━━━ Source extract ━━━
November 25, 2000|From a Times Staff Writer

Edward Ludlum, veteran stage and television director who helped develop small theaters in the Southland, has died. He was 80.

Ludlum died Tuesday in Los Angeles, said his publicist, David Stanford.

In recent years, the director had provided new hearings for the historic letters of playwright George Bernard Shaw and Victorian actress Ellen Terry. Using letters the two wrote to each other between 1892 and 1920, which had been compiled by Richard Findlater, Ludlum produced "The Paper Courtship" and starred as Shaw.

The play, which one Times reviewer saw as "quaint and beguiling," was staged at the American New Theatre in Hollywood in 1989 and at the St. Genesius Theatre in West Hollywood in 1992, among other venues.

Other plays Ludlum directed in the small theaters of the Los Angeles area included "Once Again With You" at the Mainstage Theater in North Hollywood in 1987, "An Intelligent Machine" at Theatre Rapport in 1986 and novelist F. Scott Fitzgerald's only play, "The Vegetable," written in 1923.
━━━ Data for review ━━━
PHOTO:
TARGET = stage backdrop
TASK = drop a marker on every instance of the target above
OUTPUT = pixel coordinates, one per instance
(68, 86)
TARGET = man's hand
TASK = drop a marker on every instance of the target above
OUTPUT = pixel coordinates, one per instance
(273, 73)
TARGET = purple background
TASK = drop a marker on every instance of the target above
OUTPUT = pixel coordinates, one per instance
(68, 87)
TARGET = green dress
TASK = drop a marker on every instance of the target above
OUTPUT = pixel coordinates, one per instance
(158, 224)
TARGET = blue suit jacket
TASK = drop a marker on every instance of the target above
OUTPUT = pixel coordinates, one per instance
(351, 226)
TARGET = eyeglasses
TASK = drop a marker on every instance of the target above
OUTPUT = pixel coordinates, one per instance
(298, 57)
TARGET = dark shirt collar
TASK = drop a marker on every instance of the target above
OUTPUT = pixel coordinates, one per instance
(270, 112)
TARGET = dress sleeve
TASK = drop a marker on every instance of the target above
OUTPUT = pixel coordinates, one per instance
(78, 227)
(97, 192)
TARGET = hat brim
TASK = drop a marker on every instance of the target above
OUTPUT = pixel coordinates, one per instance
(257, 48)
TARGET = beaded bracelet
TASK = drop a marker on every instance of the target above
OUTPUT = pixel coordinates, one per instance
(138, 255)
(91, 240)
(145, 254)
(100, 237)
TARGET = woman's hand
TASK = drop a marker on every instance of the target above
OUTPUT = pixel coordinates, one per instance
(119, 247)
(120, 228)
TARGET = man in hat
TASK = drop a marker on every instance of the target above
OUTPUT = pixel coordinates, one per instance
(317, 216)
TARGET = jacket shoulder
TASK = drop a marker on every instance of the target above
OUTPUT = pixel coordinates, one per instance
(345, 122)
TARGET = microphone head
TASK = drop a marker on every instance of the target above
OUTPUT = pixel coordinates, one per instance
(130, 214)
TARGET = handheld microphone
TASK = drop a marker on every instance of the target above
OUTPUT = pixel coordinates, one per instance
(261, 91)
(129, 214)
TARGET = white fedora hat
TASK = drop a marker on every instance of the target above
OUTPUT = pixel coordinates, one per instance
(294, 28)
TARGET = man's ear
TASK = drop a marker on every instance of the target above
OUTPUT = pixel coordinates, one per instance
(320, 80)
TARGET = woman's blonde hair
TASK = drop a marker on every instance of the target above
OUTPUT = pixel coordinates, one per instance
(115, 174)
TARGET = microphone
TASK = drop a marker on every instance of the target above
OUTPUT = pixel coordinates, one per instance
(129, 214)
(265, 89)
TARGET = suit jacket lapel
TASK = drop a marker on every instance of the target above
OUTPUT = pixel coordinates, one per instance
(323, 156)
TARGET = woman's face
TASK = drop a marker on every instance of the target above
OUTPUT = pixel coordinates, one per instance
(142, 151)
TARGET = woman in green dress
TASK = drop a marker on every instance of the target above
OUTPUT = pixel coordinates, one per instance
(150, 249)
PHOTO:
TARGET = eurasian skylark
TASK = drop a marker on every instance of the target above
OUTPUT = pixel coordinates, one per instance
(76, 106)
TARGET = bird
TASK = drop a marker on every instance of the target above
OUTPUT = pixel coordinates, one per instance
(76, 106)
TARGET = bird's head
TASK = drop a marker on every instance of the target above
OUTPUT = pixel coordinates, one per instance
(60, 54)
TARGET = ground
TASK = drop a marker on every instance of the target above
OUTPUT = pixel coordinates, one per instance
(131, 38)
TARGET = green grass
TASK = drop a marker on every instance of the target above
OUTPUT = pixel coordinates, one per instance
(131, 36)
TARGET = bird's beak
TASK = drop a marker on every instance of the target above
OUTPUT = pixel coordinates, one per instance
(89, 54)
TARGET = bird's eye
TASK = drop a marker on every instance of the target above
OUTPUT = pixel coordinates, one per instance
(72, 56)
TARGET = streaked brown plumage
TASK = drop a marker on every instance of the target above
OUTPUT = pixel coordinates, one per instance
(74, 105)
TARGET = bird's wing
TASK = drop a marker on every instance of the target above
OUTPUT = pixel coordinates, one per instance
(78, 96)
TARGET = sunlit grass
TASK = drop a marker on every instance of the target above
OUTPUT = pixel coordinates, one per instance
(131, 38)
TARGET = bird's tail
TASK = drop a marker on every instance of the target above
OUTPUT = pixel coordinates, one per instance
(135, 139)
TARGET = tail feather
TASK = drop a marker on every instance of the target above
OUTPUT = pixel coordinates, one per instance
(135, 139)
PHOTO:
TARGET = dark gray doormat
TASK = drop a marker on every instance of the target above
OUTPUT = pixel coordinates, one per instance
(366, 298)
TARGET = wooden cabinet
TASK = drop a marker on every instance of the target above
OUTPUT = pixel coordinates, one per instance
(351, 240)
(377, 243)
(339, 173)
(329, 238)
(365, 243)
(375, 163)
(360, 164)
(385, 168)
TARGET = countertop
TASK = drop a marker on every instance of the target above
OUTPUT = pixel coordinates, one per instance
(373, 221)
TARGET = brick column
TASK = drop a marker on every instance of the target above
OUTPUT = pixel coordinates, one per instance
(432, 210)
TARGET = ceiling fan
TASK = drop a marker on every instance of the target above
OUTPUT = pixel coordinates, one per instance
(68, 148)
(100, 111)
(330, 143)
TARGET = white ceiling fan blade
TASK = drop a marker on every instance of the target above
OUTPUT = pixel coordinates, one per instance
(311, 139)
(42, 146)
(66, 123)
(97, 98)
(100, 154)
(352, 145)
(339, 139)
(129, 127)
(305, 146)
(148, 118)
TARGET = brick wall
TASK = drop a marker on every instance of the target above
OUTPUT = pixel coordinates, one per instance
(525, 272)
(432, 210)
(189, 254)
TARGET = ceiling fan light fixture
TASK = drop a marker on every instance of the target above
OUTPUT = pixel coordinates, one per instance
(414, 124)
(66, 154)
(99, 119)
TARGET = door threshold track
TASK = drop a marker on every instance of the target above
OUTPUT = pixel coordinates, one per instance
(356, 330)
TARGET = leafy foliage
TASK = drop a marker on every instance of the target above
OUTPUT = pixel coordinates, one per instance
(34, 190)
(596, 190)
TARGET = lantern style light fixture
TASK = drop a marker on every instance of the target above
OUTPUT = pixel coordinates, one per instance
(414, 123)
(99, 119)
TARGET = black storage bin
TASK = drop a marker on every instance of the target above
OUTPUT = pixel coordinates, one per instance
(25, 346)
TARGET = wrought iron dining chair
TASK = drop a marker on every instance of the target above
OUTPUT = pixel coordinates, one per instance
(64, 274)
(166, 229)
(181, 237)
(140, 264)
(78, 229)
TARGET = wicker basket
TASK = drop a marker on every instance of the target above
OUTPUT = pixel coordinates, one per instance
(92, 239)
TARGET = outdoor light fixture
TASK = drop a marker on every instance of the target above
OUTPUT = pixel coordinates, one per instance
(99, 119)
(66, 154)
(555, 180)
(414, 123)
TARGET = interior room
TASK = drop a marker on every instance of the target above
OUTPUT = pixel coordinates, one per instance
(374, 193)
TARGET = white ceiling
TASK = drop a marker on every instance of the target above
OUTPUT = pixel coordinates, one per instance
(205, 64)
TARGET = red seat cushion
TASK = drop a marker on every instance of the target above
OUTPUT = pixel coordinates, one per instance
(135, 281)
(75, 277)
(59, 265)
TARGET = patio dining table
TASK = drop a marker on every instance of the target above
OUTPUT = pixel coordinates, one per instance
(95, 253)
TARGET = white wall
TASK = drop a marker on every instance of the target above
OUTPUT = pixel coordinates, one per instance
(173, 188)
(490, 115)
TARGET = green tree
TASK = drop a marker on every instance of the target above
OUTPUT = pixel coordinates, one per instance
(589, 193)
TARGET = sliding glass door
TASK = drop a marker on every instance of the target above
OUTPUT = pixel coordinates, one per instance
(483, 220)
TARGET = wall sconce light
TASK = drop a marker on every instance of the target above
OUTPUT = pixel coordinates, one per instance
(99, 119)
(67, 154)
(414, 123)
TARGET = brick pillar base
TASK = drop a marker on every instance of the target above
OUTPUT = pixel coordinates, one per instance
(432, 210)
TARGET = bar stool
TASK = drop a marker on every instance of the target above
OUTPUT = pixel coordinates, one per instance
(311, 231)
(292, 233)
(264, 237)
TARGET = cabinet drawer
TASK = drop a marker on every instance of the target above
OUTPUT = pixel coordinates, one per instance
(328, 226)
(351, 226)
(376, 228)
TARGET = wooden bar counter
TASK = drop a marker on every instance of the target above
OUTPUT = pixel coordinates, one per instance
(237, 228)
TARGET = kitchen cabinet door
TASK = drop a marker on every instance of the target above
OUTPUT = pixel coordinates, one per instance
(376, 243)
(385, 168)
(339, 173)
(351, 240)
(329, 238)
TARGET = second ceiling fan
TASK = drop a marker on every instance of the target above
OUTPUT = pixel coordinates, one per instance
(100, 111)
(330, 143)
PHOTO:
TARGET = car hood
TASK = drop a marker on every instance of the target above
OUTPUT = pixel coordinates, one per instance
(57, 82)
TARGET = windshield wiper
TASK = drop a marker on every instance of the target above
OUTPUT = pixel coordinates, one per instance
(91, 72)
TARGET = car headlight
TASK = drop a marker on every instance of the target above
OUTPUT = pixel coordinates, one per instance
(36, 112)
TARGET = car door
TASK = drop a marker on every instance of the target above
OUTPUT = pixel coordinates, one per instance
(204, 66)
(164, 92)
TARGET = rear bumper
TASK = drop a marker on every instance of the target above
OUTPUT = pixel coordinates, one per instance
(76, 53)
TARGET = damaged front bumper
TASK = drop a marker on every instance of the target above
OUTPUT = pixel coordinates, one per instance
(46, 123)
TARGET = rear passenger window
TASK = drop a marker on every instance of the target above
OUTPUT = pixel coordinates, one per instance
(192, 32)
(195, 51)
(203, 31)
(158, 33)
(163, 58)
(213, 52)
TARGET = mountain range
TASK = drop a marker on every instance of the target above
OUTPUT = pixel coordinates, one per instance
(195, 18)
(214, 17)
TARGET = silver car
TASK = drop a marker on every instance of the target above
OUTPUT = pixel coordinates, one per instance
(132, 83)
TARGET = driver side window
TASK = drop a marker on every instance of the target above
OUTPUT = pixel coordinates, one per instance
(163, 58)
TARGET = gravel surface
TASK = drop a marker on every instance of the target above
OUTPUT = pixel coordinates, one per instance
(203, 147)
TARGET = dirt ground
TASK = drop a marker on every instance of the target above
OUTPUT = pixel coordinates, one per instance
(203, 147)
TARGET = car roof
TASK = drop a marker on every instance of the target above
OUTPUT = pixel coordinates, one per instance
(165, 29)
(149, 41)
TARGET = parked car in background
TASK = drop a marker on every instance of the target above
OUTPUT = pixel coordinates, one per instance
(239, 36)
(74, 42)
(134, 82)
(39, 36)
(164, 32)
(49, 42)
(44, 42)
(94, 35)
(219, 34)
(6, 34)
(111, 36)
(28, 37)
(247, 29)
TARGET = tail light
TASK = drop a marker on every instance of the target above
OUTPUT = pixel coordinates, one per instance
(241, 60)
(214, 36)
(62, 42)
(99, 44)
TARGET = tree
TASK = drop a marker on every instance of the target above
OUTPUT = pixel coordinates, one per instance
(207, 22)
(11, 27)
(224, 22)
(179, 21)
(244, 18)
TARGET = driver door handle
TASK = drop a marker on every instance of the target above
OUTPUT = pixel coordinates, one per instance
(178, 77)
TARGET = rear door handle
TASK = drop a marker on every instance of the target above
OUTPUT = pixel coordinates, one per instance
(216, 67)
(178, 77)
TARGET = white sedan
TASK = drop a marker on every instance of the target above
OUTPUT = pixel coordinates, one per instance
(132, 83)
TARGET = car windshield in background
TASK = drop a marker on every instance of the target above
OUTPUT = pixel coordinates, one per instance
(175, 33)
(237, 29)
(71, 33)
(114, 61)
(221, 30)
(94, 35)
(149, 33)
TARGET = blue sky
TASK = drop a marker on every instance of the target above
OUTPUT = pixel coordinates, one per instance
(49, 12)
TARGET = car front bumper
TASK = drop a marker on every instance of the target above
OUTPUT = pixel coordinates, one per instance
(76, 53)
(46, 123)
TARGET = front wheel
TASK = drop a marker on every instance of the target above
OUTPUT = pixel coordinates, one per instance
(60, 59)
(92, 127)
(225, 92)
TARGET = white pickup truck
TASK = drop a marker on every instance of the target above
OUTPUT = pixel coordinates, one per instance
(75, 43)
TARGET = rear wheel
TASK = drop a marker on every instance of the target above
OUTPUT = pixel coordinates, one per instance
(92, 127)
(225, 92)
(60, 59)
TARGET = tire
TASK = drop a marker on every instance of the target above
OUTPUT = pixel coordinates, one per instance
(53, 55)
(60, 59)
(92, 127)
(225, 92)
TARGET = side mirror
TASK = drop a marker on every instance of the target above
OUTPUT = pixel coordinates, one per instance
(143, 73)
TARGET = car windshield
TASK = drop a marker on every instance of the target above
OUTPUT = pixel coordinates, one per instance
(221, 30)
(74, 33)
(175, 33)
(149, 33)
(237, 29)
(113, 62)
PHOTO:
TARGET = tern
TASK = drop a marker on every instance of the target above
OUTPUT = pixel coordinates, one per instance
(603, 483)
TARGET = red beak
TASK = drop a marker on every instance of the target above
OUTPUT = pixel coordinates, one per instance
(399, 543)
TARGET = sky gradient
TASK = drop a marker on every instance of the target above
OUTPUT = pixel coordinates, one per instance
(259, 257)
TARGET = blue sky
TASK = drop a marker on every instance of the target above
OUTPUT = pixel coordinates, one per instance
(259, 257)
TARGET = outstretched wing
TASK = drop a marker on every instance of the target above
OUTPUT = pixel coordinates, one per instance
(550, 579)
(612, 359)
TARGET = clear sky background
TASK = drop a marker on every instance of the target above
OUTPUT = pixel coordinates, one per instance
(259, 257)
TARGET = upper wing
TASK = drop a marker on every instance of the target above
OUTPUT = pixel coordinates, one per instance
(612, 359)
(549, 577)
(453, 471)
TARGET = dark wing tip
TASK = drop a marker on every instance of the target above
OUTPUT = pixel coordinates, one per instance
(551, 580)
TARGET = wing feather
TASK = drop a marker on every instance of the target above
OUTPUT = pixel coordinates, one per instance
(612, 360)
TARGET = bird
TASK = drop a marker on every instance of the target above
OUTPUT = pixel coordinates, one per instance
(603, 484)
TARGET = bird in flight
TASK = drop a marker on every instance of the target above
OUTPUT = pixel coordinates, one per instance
━━━
Tasks to perform →
a – Return everything in the Ludlum obituary from "November 25, 2000|From" down to "starred as Shaw.", copied word for word.
b – In the Ludlum obituary, who compiled the letters that Shaw and Terry wrote to each other?

Solutions per task →
a –
November 25, 2000|From a Times Staff Writer

Edward Ludlum, veteran stage and television director who helped develop small theaters in the Southland, has died. He was 80.

Ludlum died Tuesday in Los Angeles, said his publicist, David Stanford.

In recent years, the director had provided new hearings for the historic letters of playwright George Bernard Shaw and Victorian actress Ellen Terry. Using letters the two wrote to each other between 1892 and 1920, which had been compiled by Richard Findlater, Ludlum produced "The Paper Courtship" and starred as Shaw.

b – Richard Findlater